• _What to work on_:
Carry the text on interpreting the multiple regression coefficients forward from its final sentence.

Once our multiple regression model is fitted, we can examine the three key parameters of interest for our equation: the intercept and the two coefficients (one for each predictor variable). These parameters define our specific predictive equation and tell us how each factor influences weekly sales.

# Extract key model components
intercept = model2.intercept_
ad_spend_coef = model2.coef_[0]
num_stores_coef = model2.coef_[1]

print(f"Intercept: {intercept:.2f}")
print(f"Ad Spend Coefficient: {ad_spend_coef:.2f}")
print(f"Num Stores Coefficient: {num_stores_coef:.2f}")

Intercept: 3843.58
Ad Spend Coefficient: 2.12
Num Stores Coefficient: -153.07

Based on our model results, our fitted multiple regression equation becomes: \[ \text{Weekly Sales} = 3843.58 + 2.12 \times \text{Ad Spend} + (-153.07) \times \text{Num Stores} \]

Here’s how to interpret each parameter:

Intercept (3843.58): When both ad spend and number of stores are 0, we expect weekly sales of $3,844
Ad Spend coefficient (2.12): For every $1 increase in ad spend, weekly sales increase by $2.12, holding number of stores constant
Num Stores coefficient (-153.07): For each additional store, weekly sales decrease by $153, holding ad spend constant

Interestingly, the negative coefficient for number of stores suggests that having more stores actually decreases weekly sales when advertising spend is held constant. This could indicate that sales are being spread across more locations, or that newer stores are still building their customer base.

• _Information supplied_:
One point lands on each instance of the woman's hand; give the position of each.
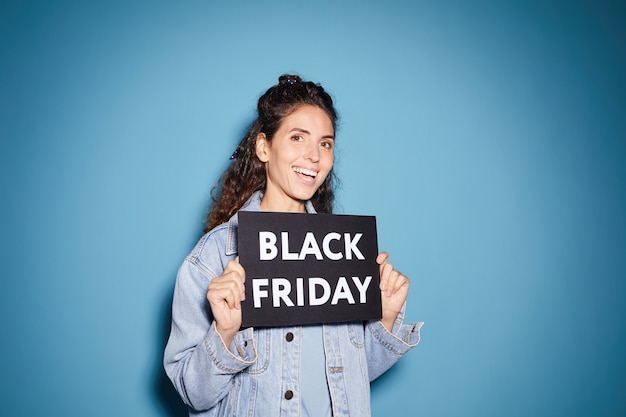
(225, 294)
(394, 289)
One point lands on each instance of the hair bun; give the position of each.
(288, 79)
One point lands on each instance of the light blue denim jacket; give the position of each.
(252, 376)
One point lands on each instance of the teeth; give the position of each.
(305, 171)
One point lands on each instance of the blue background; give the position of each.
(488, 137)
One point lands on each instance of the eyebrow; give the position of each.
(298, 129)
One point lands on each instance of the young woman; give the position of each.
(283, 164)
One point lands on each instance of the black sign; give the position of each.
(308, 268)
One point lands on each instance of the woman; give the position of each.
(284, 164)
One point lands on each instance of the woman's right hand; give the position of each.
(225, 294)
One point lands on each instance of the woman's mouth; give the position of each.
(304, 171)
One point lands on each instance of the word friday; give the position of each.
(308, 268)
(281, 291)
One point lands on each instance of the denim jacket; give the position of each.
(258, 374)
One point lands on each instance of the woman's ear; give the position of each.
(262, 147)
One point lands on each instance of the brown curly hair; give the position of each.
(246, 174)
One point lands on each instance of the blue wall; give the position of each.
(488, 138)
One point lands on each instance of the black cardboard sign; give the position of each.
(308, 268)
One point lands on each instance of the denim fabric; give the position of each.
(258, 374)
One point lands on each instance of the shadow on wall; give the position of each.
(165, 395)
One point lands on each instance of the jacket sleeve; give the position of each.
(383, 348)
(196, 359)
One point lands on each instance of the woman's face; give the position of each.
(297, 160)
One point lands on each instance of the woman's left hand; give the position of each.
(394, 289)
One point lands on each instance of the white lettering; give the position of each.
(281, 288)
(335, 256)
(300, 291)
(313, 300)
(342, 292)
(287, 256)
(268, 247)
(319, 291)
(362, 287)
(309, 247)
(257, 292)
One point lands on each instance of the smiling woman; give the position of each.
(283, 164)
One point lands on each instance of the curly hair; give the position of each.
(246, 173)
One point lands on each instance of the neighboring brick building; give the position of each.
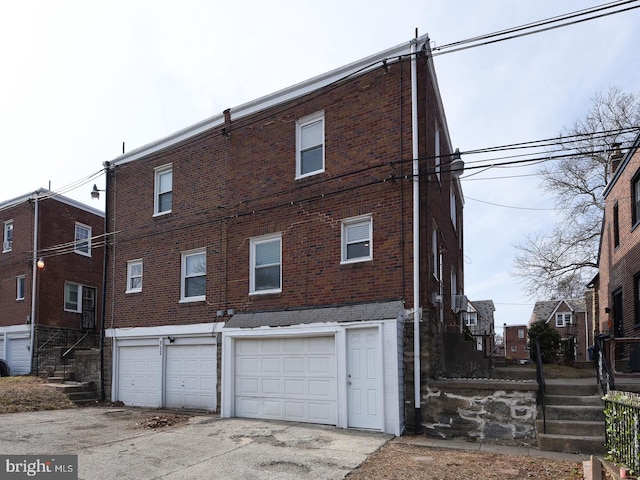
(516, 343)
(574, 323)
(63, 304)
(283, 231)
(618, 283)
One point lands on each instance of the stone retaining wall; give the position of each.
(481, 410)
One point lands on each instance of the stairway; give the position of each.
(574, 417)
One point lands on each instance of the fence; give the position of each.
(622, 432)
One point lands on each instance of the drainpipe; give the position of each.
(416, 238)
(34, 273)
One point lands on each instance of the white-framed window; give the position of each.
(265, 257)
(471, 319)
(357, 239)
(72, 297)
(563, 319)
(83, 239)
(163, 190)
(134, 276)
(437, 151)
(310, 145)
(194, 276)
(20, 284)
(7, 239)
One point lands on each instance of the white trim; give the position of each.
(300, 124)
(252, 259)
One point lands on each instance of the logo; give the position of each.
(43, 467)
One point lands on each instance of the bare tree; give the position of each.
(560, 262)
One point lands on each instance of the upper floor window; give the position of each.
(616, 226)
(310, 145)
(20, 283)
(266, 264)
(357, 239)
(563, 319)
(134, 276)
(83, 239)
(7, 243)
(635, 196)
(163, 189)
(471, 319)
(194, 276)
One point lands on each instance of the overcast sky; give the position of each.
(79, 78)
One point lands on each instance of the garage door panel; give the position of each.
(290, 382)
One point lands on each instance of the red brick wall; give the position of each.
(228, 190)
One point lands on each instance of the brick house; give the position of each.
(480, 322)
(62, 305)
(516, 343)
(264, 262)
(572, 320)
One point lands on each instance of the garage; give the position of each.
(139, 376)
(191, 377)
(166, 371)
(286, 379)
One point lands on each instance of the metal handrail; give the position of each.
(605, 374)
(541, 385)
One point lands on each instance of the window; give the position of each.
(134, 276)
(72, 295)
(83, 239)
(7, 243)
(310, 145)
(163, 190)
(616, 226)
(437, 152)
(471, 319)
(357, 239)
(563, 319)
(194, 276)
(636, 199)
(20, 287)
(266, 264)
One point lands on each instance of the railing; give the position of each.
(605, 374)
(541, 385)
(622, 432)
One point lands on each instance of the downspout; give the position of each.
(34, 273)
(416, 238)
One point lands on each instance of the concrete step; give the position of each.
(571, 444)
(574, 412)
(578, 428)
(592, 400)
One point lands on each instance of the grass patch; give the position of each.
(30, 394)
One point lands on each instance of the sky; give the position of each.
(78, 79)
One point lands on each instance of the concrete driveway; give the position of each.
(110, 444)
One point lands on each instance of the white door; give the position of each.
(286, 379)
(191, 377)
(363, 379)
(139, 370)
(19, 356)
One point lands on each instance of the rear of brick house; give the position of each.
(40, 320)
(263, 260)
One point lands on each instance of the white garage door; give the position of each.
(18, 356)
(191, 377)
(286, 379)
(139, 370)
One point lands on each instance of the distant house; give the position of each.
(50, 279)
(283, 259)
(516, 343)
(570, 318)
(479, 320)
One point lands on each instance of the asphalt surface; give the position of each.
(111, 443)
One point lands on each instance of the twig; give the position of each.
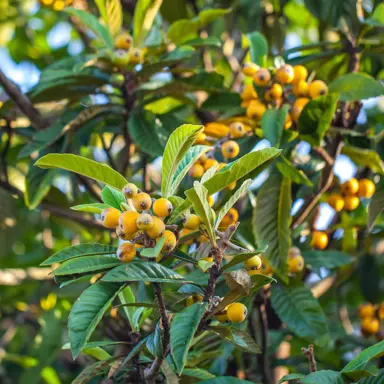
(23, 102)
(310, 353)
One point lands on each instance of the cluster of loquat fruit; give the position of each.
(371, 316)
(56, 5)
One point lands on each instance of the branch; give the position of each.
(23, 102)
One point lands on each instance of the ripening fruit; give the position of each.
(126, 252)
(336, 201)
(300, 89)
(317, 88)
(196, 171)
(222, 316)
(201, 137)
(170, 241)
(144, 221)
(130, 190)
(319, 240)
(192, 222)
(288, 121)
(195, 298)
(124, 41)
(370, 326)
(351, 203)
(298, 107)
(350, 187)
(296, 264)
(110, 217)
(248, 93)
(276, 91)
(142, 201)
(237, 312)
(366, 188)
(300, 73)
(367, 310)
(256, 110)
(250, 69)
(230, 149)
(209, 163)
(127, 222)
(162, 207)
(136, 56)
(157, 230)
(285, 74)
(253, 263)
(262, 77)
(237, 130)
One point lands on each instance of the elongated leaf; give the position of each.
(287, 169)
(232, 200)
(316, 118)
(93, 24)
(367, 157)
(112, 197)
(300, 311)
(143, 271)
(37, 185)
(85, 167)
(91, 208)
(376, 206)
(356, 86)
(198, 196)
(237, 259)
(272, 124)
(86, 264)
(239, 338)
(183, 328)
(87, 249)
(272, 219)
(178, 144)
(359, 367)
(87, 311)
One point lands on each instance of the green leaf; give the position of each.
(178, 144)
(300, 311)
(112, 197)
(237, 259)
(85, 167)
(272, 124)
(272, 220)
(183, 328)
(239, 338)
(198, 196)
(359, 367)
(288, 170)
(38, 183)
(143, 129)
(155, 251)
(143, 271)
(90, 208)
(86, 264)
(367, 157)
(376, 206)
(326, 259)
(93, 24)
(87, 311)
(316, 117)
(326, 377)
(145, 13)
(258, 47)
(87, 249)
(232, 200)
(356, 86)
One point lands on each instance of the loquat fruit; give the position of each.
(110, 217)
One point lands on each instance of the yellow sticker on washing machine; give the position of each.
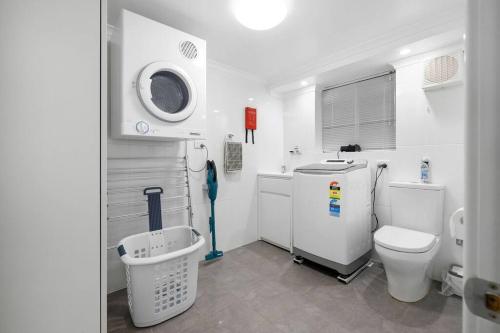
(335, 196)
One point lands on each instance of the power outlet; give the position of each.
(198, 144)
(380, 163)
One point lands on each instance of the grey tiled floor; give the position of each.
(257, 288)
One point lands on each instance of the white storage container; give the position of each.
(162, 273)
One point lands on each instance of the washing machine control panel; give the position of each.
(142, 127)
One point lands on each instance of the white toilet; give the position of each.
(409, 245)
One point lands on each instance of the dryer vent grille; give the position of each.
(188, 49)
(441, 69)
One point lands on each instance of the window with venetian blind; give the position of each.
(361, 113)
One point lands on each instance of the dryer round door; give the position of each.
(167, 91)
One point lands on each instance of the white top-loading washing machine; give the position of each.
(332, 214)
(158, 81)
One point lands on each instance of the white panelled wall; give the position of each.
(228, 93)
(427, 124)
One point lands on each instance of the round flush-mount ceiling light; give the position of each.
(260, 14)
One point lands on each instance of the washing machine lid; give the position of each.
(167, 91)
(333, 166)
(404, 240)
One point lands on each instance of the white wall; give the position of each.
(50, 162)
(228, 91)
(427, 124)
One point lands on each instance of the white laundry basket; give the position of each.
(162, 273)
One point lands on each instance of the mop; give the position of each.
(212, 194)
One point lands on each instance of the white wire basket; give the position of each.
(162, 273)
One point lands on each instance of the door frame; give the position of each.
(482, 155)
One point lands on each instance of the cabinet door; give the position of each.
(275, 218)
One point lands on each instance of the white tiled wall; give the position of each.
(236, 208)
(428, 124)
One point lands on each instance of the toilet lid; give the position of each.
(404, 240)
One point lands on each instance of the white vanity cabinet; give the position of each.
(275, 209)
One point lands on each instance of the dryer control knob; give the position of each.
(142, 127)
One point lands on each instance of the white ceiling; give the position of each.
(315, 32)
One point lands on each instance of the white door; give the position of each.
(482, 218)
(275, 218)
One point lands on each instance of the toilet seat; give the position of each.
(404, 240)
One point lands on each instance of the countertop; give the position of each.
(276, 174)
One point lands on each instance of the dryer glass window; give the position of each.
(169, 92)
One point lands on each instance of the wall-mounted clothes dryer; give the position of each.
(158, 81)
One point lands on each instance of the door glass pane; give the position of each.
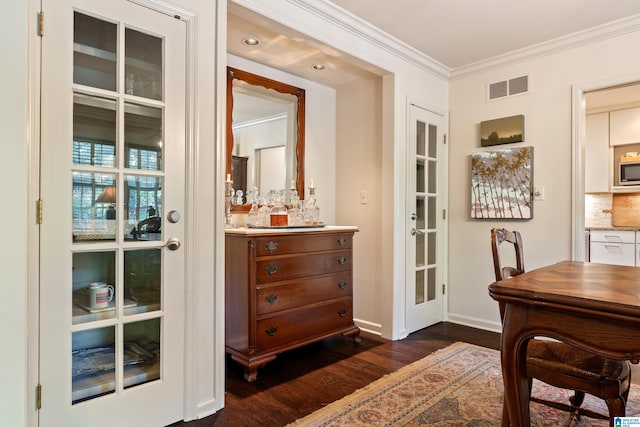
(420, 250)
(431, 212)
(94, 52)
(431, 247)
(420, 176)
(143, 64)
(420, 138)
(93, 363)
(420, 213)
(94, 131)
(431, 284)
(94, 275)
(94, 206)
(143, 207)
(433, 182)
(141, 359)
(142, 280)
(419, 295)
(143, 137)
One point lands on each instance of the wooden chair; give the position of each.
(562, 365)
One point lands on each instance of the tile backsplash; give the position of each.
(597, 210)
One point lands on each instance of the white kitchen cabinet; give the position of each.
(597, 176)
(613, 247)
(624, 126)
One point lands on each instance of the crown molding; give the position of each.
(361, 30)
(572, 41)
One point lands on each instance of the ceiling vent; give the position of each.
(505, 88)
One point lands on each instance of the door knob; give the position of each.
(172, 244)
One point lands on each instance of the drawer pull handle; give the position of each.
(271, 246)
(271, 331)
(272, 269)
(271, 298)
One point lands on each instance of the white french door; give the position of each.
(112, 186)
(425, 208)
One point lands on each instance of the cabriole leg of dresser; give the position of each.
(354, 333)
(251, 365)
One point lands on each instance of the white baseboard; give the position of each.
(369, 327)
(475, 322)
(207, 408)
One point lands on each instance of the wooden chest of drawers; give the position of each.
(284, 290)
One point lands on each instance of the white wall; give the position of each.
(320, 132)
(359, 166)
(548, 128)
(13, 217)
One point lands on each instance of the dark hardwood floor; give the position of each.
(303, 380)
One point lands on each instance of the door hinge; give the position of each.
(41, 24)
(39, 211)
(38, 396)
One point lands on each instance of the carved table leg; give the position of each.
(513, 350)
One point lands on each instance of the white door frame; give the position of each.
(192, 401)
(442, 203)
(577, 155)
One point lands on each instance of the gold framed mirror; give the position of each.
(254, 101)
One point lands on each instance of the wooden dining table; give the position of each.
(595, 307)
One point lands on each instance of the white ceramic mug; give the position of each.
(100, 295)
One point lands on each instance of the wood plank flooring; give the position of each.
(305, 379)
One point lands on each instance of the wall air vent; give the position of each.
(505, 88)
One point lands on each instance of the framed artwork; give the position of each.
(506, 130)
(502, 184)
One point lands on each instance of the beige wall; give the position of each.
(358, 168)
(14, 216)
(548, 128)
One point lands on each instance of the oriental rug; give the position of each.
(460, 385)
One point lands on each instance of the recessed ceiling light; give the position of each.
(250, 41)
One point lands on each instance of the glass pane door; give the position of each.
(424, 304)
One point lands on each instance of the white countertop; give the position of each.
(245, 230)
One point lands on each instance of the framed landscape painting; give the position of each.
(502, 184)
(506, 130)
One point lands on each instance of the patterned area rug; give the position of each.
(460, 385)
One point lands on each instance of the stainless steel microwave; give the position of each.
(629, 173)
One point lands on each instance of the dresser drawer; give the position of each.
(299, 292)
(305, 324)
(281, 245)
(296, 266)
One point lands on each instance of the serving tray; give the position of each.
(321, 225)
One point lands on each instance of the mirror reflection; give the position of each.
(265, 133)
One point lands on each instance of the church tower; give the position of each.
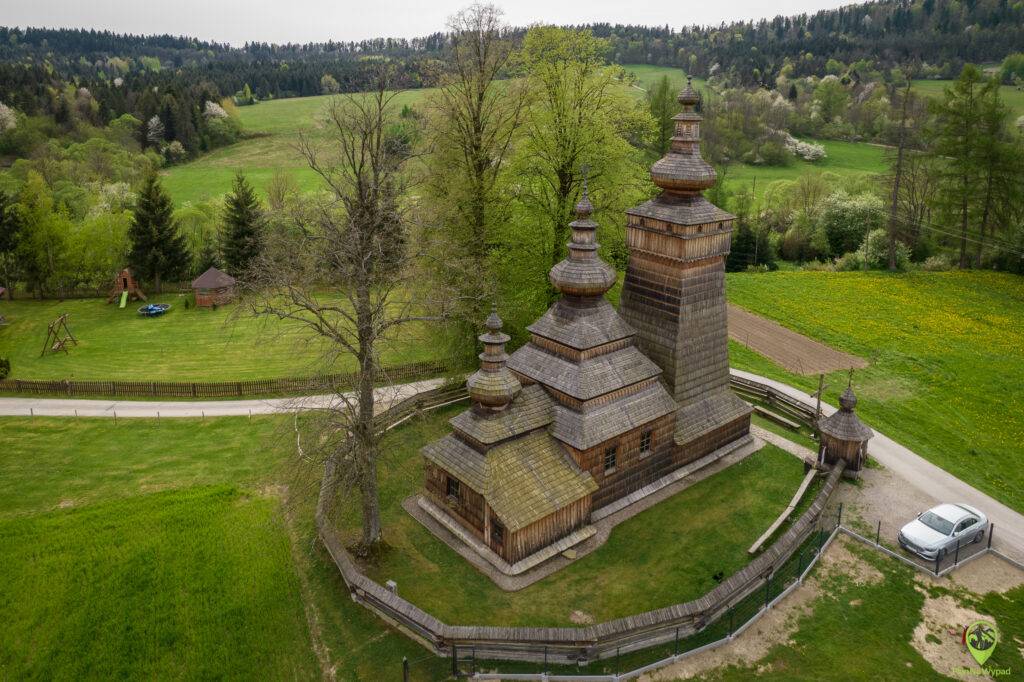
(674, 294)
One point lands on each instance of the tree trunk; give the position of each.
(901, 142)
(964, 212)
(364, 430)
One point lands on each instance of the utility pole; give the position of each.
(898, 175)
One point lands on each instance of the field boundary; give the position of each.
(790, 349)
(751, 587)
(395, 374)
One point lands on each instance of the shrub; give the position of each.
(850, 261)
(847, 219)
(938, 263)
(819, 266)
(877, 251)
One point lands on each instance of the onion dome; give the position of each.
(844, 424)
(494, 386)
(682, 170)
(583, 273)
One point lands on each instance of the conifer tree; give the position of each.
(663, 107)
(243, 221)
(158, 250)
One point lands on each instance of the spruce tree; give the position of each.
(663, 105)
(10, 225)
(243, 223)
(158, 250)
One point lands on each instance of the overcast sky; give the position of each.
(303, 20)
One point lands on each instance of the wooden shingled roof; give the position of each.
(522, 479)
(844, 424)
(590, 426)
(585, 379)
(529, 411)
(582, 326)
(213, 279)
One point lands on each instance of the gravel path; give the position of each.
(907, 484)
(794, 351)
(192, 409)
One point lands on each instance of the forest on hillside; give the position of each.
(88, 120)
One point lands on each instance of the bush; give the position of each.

• _Task response_:
With two predictor variables, this equation now becomes a 3-dimensional problem where our “best-fit line” becomes a “best-fit plane.” Just as we could follow a line to make predictions with simple regression, we can still make predictions by following this plane in 3D space. However, as we add more predictors (creating 4, 5, or even hundreds of dimensions), visualization becomes impossible, though the mathematical principles remain the same.

Show code for 3D visualization of multiple regression plane

import matplotlib.pyplot as plt
import numpy as np
import warnings
from mpl_toolkits.mplot3d import Axes3D

# Suppress matplotlib 3D plotting warnings
warnings.filterwarnings('ignore', category=RuntimeWarning, module='mpl_toolkits.mplot3d')

# Create 3D plot
fig = plt.figure(figsize=(12, 8))
ax = fig.add_subplot(111, projection='3d')

# Plot the actual data points
ax.scatter(data2["ad_spend"], data2["num_stores"], data2["weekly_sales"], 
           color='blue', s=50, alpha=0.7, label='Data points')

# Create meshgrid for the prediction plane
ad_range = np.linspace(data2["ad_spend"].min(), data2["ad_spend"].max(), 20)
stores_range = np.linspace(data2["num_stores"].min(), data2["num_stores"].max(), 20)
ad_mesh, stores_mesh = np.meshgrid(ad_range, stores_range)

# Calculate predictions for the plane
plane_predictions = (model2.intercept_ + 
                    model2.coef_[0] * ad_mesh + 
                    model2.coef_[1] * stores_mesh)

# Plot the prediction plane
ax.plot_surface(ad_mesh, stores_mesh, plane_predictions, alpha=0.3, color='red')

# Set labels and title
ax.set_xlabel('Advertising Spend ($)')
ax.set_ylabel('Number of Stores')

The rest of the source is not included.